Exercise directions: Emit the data below verbatim, stripping out any pictures.

Natural language region descriptions:
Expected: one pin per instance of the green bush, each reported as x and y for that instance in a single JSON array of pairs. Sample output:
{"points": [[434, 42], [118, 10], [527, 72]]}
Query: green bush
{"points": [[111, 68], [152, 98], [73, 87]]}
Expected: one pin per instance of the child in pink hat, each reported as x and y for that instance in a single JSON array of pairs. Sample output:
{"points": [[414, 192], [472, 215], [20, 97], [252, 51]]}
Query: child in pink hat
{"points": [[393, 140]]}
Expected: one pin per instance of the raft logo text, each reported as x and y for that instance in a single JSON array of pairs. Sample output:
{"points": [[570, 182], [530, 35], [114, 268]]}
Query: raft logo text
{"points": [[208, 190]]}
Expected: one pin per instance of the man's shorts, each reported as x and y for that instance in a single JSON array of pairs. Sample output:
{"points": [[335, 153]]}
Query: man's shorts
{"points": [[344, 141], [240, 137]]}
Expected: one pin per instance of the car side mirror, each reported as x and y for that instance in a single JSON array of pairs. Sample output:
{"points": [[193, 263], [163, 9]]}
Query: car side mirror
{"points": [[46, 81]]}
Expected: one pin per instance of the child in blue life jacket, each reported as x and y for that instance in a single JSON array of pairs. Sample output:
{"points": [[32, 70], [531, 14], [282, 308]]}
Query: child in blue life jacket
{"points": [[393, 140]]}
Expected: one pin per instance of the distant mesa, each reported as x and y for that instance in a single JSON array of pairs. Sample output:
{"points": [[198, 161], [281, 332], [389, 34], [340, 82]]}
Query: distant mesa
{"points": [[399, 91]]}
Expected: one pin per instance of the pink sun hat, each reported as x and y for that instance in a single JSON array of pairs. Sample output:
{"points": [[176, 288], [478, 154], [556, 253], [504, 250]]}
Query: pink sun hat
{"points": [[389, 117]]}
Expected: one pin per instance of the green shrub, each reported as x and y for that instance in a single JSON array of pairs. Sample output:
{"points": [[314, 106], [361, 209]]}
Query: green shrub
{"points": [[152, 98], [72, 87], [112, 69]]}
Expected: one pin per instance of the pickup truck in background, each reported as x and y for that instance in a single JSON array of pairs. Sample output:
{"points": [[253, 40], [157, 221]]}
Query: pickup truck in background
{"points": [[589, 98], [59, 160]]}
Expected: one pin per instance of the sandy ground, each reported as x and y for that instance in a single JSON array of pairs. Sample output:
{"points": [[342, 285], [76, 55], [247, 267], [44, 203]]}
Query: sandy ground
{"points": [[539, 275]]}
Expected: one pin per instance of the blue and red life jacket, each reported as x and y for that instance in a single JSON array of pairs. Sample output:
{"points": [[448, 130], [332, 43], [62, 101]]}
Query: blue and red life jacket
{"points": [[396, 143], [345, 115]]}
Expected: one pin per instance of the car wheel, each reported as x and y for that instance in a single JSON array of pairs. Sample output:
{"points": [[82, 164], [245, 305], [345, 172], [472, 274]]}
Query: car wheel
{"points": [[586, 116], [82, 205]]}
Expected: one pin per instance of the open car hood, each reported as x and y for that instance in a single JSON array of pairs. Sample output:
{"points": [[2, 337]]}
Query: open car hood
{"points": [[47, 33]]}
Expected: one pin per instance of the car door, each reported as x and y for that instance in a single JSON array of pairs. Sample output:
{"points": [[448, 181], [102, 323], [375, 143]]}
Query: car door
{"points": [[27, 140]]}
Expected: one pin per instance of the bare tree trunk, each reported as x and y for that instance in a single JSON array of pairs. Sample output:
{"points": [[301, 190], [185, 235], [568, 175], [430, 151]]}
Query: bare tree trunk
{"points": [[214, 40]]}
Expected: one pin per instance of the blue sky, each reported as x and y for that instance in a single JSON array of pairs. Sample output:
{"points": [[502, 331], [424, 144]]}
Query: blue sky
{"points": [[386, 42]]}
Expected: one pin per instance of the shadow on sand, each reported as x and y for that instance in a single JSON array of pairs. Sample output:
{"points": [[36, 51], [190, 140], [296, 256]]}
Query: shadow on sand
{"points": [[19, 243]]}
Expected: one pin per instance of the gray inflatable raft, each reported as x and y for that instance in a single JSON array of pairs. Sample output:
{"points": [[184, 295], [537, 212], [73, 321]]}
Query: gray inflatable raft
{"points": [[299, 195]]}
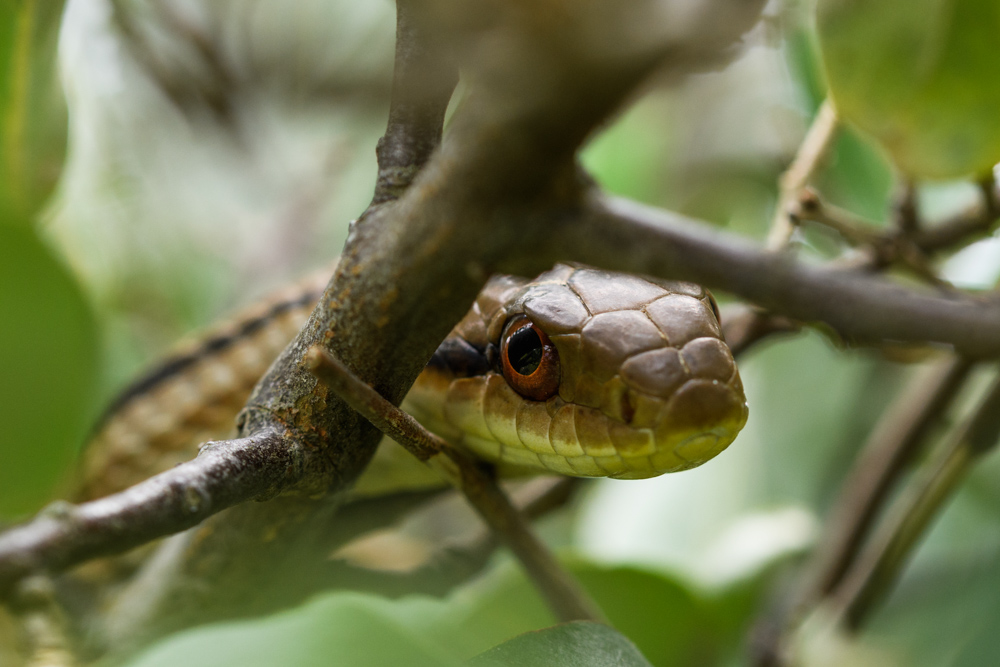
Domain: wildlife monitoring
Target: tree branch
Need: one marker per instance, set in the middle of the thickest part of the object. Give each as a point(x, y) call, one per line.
point(880, 564)
point(564, 595)
point(224, 474)
point(626, 236)
point(892, 447)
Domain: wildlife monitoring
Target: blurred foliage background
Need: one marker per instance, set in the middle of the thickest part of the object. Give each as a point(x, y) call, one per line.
point(216, 150)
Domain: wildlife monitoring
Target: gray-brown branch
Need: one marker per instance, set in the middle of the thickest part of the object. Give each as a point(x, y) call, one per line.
point(224, 474)
point(622, 235)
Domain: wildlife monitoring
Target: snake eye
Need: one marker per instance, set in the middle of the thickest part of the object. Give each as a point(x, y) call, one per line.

Answer section:
Expected: one pin per instance of the green bush, each reported as x and y for that instance in a single JSON array of pairs. Sample output:
{"points": [[434, 42], [118, 10], [527, 72]]}
Query: green bush
{"points": [[111, 68], [152, 98], [73, 87]]}
Expected: one pin per instance of the child in pink hat, each reported as x and y for that instance in a single JSON array of pairs. Sample output:
{"points": [[414, 192], [472, 215], [20, 97], [252, 51]]}
Query: child in pink hat
{"points": [[393, 140]]}
Expected: one pin per instance of the raft logo text, each reported as x and y for that instance in a single JSON array of pairs. Sample output:
{"points": [[570, 182], [530, 35], [114, 268]]}
Query: raft logo text
{"points": [[208, 190]]}
Expected: one pin per instance of the man's shorts, each reported as x and y for that instance in a single JSON array of pairs. Sample output:
{"points": [[335, 153]]}
Query: man's shorts
{"points": [[344, 141], [240, 137]]}
Expected: one pin per instance of the car side mirror, each reported as x and y for that instance in a single JSON array of pairs. Sample output:
{"points": [[193, 263], [163, 9]]}
Query: car side mirror
{"points": [[46, 81]]}
Expected: one pin per instance of the child in blue life jacket, each reported as x and y for that instance in a single JSON array of pairs. Sample output:
{"points": [[32, 70], [531, 14], [282, 308]]}
Query: child in blue life jacket
{"points": [[393, 140]]}
Expected: one pin per instance of the distant mesa, each reported as x and y for that instance in a single JSON array of pairs. Sample output:
{"points": [[198, 161], [281, 332], [389, 34], [340, 82]]}
Query: distant mesa
{"points": [[399, 91]]}
Expected: one pin per instance of the pink sun hat, each reported as x and y for that instance in a single JSON array of pairs. Sample output:
{"points": [[176, 288], [478, 154], [556, 253], [504, 250]]}
Query: pink sun hat
{"points": [[389, 117]]}
Expected: one pin per instance of the green shrub, each reported as x and y for that instance in a single JSON array of pairs. Sample output:
{"points": [[314, 106], [361, 209]]}
Query: green shrub
{"points": [[152, 98], [72, 87], [112, 69]]}
Expected: one pin per instance of the pickup truck in background, each reported as x and y for that instance in a single JSON array of pairs. Sample output:
{"points": [[253, 40], [157, 221]]}
Query: pickup truck in background
{"points": [[589, 98], [59, 160]]}
Expected: one pin per instance of the sandy ground, each reported as x and y for that instance in a single JSON array of pairs. Sample output:
{"points": [[342, 285], [76, 55], [247, 267], [44, 203]]}
Query: sandy ground
{"points": [[539, 275]]}
Expected: one pin per instance of the blue and red life jacket, each reported as x and y for that instance in a single JSON array of pairs. Sample output:
{"points": [[448, 130], [332, 43], [62, 101]]}
Query: blue and red life jacket
{"points": [[396, 143], [345, 115]]}
Expected: one pin per instance of the car wheel, each reported as x and y for that instance in a single JSON array of pairs. Sample output:
{"points": [[82, 164], [245, 305], [345, 172], [472, 274]]}
Query: car wheel
{"points": [[586, 116], [82, 205]]}
Expected: one pin per instance of the open car hood, each reported as x and y for that instance in a single JSON array of pairs. Sample output:
{"points": [[2, 337]]}
Query: open car hood
{"points": [[47, 33]]}
Expected: one pin per instance of the car door, each reported as x and y for that instance in a single JSON array of pairs. Sample output:
{"points": [[448, 181], [102, 323], [375, 143]]}
Query: car door
{"points": [[27, 140]]}
Expected: one pin per instance of the bare tree trunk, each reported as x and y for that instance in a single JSON array of pairs. Sample output:
{"points": [[301, 190], [185, 235], [568, 175], [430, 151]]}
Query: bare tree trunk
{"points": [[214, 40]]}
Expected: one pin per instance of the blue sky, each reported as x and y for that instance in a single JSON array of pairs. Sample output:
{"points": [[502, 331], [424, 144]]}
Query: blue sky
{"points": [[386, 42]]}
Expected: one pin per instance of the shadow on sand, each reported as x and y for that instance in a single JSON array of pairs. Sample output:
{"points": [[36, 51], [190, 140], [296, 256]]}
Query: shadow on sand
{"points": [[19, 243]]}
Expected: one pin per instance of the gray inflatable raft, each reported as x and y for that instance in a single JSON array of pairs. Sample output:
{"points": [[184, 295], [537, 212], [73, 321]]}
Query: gray inflatable raft
{"points": [[299, 195]]}
Domain: wildlife monitoring
Target: tree branch
Need: one marker per instance, set in the middle of the thickest part of the object. Give each as a point(x, y) call, one per line.
point(880, 564)
point(564, 595)
point(224, 474)
point(626, 236)
point(892, 447)
Domain: wildlife monitoring
Target: blurred foliage background
Need: one marker per instance, set in the middle of the thickest part of the object. Give each as a point(x, y) call, one per line.
point(216, 150)
Domain: wildlife monitoring
Target: gray-brown branch
Need: one marker per instance, set in the middle of the thickest part of the object. Give each as a point(x, y) call, one per line.
point(224, 474)
point(622, 235)
Domain: wildlife monitoring
Target: snake eye
Need: one marker per instance, set in the middle of the thickest part of the object. Give each as a point(x, y) call, one per line.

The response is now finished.